**WHAT YOU WILL DO**
Print every line of the items below that contains the string "calm", treating uppercase and lowercase as different.

**DATA TO PROCESS**
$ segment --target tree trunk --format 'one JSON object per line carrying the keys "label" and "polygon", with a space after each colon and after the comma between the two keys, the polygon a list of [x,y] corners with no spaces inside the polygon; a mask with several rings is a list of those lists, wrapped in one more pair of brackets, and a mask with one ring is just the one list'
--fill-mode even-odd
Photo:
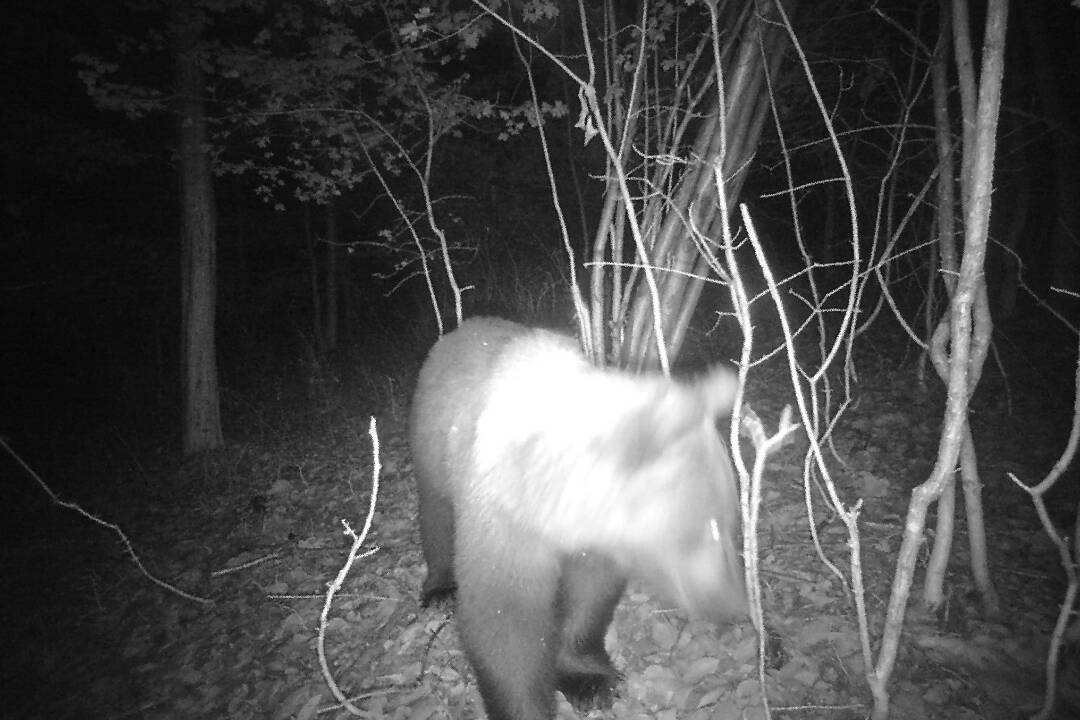
{"label": "tree trunk", "polygon": [[180,195],[180,368],[183,448],[190,456],[222,445],[215,350],[217,214],[197,47],[200,18],[174,6],[174,62]]}
{"label": "tree trunk", "polygon": [[338,338],[338,254],[341,243],[338,242],[337,207],[334,200],[326,203],[326,312],[323,313],[323,352],[337,350]]}
{"label": "tree trunk", "polygon": [[[783,0],[791,11],[794,0]],[[653,307],[651,289],[638,276],[627,281],[626,291],[633,300],[629,315],[624,318],[629,328],[626,343],[622,345],[622,364],[640,370],[646,367],[663,367],[659,357],[660,347],[670,358],[678,355],[690,317],[701,298],[710,272],[708,263],[686,227],[691,218],[693,226],[706,237],[720,236],[724,218],[719,215],[713,167],[721,166],[725,181],[727,207],[735,207],[737,200],[746,177],[746,166],[757,150],[761,128],[769,108],[766,74],[775,74],[779,63],[787,45],[783,25],[770,22],[775,14],[777,2],[760,0],[748,3],[742,11],[725,11],[729,14],[725,23],[725,43],[721,49],[721,67],[725,71],[724,107],[720,107],[715,90],[714,99],[708,104],[707,117],[699,124],[693,149],[686,153],[691,159],[684,169],[671,195],[670,205],[663,208],[650,207],[643,213],[643,231],[654,233],[650,236],[650,256],[636,258],[638,263],[652,263],[657,274],[660,307]],[[721,113],[724,116],[721,122]],[[676,153],[681,148],[670,147],[665,152]],[[632,155],[632,153],[631,153]],[[636,161],[635,161],[636,162]],[[665,171],[666,172],[666,171]],[[656,181],[654,187],[662,182]],[[658,198],[654,202],[665,202]],[[631,212],[627,209],[627,212]],[[648,220],[651,213],[652,221]],[[659,226],[653,229],[652,226]],[[607,232],[608,228],[602,229]],[[621,258],[615,258],[620,261]],[[654,312],[661,313],[663,328],[662,342],[657,341],[653,320]],[[620,324],[621,327],[621,324]],[[612,345],[615,345],[612,338]]]}

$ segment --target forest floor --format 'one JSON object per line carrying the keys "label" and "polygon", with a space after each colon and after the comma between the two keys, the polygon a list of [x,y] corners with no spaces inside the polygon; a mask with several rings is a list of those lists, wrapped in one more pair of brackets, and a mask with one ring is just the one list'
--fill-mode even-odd
{"label": "forest floor", "polygon": [[[1028,338],[1029,339],[1029,338]],[[1038,707],[1048,638],[1064,573],[1027,497],[1005,476],[1037,481],[1068,433],[1075,345],[1032,350],[1023,331],[1000,341],[1002,376],[988,364],[972,403],[988,545],[1003,612],[986,619],[958,522],[948,601],[917,602],[919,555],[896,671],[892,716],[1011,719]],[[117,534],[49,502],[3,461],[6,587],[0,715],[11,718],[345,718],[320,669],[318,635],[327,583],[348,555],[342,520],[367,512],[378,420],[377,511],[365,549],[329,609],[325,651],[336,682],[366,718],[481,718],[473,674],[446,608],[421,609],[416,495],[404,433],[406,379],[422,356],[399,362],[402,384],[345,381],[254,403],[227,449],[183,467],[146,457],[46,476],[65,499],[116,522],[156,576],[212,602],[151,583]],[[944,405],[940,383],[918,390],[914,357],[881,344],[856,361],[858,403],[835,436],[836,481],[862,499],[862,567],[872,638],[879,637],[912,488],[927,478]],[[1048,369],[1049,368],[1049,369]],[[1008,381],[1007,381],[1008,379]],[[402,390],[405,388],[405,390]],[[383,388],[384,389],[384,388]],[[350,398],[348,402],[341,398]],[[381,397],[376,402],[373,398]],[[764,368],[747,397],[768,427],[791,402],[784,368]],[[239,425],[239,423],[238,423]],[[102,454],[119,444],[90,445]],[[782,643],[765,692],[778,718],[864,718],[853,603],[818,557],[801,485],[805,441],[768,463],[759,528],[762,598]],[[134,454],[134,453],[133,453]],[[120,457],[118,453],[110,458]],[[76,475],[78,472],[78,475]],[[1077,476],[1056,506],[1076,507]],[[849,573],[848,539],[816,490],[823,548]],[[1071,522],[1067,514],[1055,516]],[[933,515],[930,530],[932,534]],[[664,611],[632,584],[608,637],[624,675],[613,707],[589,718],[762,718],[757,636]],[[875,646],[876,650],[876,646]],[[1080,717],[1080,643],[1066,650],[1059,718]],[[559,718],[579,716],[561,699]]]}

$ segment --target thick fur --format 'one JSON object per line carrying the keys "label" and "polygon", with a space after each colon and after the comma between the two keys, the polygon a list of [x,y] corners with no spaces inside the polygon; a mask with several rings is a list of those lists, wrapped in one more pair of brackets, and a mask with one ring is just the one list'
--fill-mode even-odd
{"label": "thick fur", "polygon": [[428,576],[457,619],[490,720],[603,701],[627,574],[691,615],[742,615],[739,504],[716,431],[734,379],[595,368],[565,336],[474,318],[432,349],[410,431]]}

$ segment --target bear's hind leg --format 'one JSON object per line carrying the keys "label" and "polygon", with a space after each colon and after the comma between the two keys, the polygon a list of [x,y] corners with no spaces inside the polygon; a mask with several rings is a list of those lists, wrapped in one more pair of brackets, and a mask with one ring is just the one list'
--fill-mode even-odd
{"label": "bear's hind leg", "polygon": [[454,581],[454,504],[420,475],[420,542],[428,575],[423,581],[420,603],[424,607],[453,598]]}
{"label": "bear's hind leg", "polygon": [[604,636],[626,579],[613,560],[592,552],[563,559],[559,584],[558,689],[579,708],[606,706],[619,673],[604,648]]}
{"label": "bear's hind leg", "polygon": [[558,556],[507,528],[458,527],[458,631],[488,720],[553,720]]}

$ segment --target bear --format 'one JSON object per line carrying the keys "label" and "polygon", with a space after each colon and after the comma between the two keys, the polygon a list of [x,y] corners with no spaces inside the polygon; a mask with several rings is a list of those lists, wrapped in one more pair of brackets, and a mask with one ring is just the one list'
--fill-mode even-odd
{"label": "bear", "polygon": [[489,720],[610,701],[627,578],[693,617],[747,612],[738,488],[716,423],[737,380],[591,365],[570,337],[494,317],[445,335],[409,418],[424,604],[456,619]]}

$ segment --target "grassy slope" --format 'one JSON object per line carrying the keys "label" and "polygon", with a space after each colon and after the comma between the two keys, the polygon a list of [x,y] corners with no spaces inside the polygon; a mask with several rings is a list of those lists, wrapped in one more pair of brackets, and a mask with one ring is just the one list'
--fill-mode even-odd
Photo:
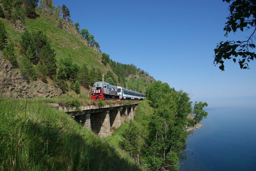
{"label": "grassy slope", "polygon": [[0,170],[140,170],[66,114],[28,104],[0,101]]}
{"label": "grassy slope", "polygon": [[[150,115],[152,114],[154,111],[153,109],[149,104],[149,101],[147,99],[140,101],[140,104],[137,106],[136,112],[136,119],[135,122],[137,126],[139,127],[140,130],[143,132],[144,134],[147,131],[147,125],[149,121]],[[121,140],[122,134],[124,130],[128,126],[126,123],[122,124],[115,131],[112,136],[107,137],[105,139],[110,144],[115,146],[119,151],[124,153],[120,148],[120,141]]]}
{"label": "grassy slope", "polygon": [[52,45],[56,51],[58,62],[61,58],[65,58],[70,55],[80,66],[85,62],[90,67],[100,67],[106,70],[96,52],[77,39],[75,35],[57,28],[55,25],[55,22],[43,15],[35,19],[26,20],[26,26],[29,30],[42,30],[51,39]]}
{"label": "grassy slope", "polygon": [[[60,63],[60,59],[65,59],[70,55],[74,62],[80,66],[85,63],[89,68],[94,67],[96,69],[99,69],[105,74],[108,70],[111,71],[108,65],[106,66],[102,63],[101,55],[98,52],[78,40],[75,35],[56,27],[56,22],[52,18],[42,15],[35,19],[27,18],[25,23],[26,28],[29,30],[41,30],[46,33],[55,50],[57,64]],[[17,47],[19,47],[19,42],[21,40],[20,34],[15,31],[7,22],[6,26],[8,36],[13,41],[17,51],[19,52]],[[20,57],[21,54],[19,52],[18,54],[18,57]],[[117,76],[114,74],[117,79]],[[147,86],[150,83],[146,80],[139,77],[135,79],[130,78],[127,83],[129,88],[145,92]]]}

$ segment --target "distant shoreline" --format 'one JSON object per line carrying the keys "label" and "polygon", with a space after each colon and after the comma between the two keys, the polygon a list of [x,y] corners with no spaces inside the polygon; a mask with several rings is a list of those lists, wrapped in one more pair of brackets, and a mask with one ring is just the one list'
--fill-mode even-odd
{"label": "distant shoreline", "polygon": [[[189,114],[188,115],[188,118],[193,119],[194,118],[194,116],[191,115],[190,114]],[[203,127],[204,125],[203,125],[203,124],[201,123],[201,122],[198,122],[196,124],[196,125],[193,127],[187,127],[187,129],[186,130],[186,131],[190,133],[194,130],[197,129],[199,129],[200,128]]]}

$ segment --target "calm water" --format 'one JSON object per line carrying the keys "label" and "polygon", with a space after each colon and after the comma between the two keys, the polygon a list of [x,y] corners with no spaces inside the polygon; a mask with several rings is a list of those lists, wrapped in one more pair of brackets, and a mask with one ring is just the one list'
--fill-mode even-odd
{"label": "calm water", "polygon": [[256,106],[207,108],[204,127],[188,136],[181,171],[256,170]]}

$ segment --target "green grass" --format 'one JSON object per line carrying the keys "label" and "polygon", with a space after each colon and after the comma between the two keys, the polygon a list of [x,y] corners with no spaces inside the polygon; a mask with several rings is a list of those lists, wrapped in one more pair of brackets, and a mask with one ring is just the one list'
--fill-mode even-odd
{"label": "green grass", "polygon": [[136,170],[130,159],[66,114],[0,100],[0,170]]}
{"label": "green grass", "polygon": [[116,147],[119,148],[121,141],[121,134],[126,128],[128,127],[128,124],[124,122],[115,131],[115,133],[111,136],[107,136],[105,139],[110,144]]}
{"label": "green grass", "polygon": [[127,82],[128,88],[131,89],[145,93],[146,89],[149,84],[145,79],[138,78],[130,78]]}
{"label": "green grass", "polygon": [[[147,125],[149,121],[150,116],[153,114],[154,110],[150,106],[149,101],[145,99],[140,101],[136,109],[136,118],[135,123],[139,127],[141,131],[146,131]],[[121,140],[122,134],[124,130],[128,126],[128,124],[125,122],[117,129],[114,133],[111,136],[105,139],[110,144],[116,148],[120,148],[120,141]]]}
{"label": "green grass", "polygon": [[106,71],[106,68],[100,62],[98,53],[77,39],[75,36],[56,27],[56,23],[52,20],[42,16],[36,19],[27,19],[25,23],[29,30],[41,29],[45,32],[55,50],[58,63],[61,58],[65,58],[70,55],[75,62],[80,66],[85,62],[90,67],[104,68],[105,69],[104,71]]}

**EXERCISE RESPONSE**
$ segment --target "calm water" --format 'one JSON object per line carrying the keys "label" and "polygon", with a space after each colon and after the comma between the two keys, the polygon a list of [x,y] corners with no spaces inside the polygon; a mask with several rings is a list of those lists, wrapped in one more pair of brackets, and a mask with one ring is just the one list'
{"label": "calm water", "polygon": [[256,106],[207,108],[204,127],[188,136],[181,171],[256,170]]}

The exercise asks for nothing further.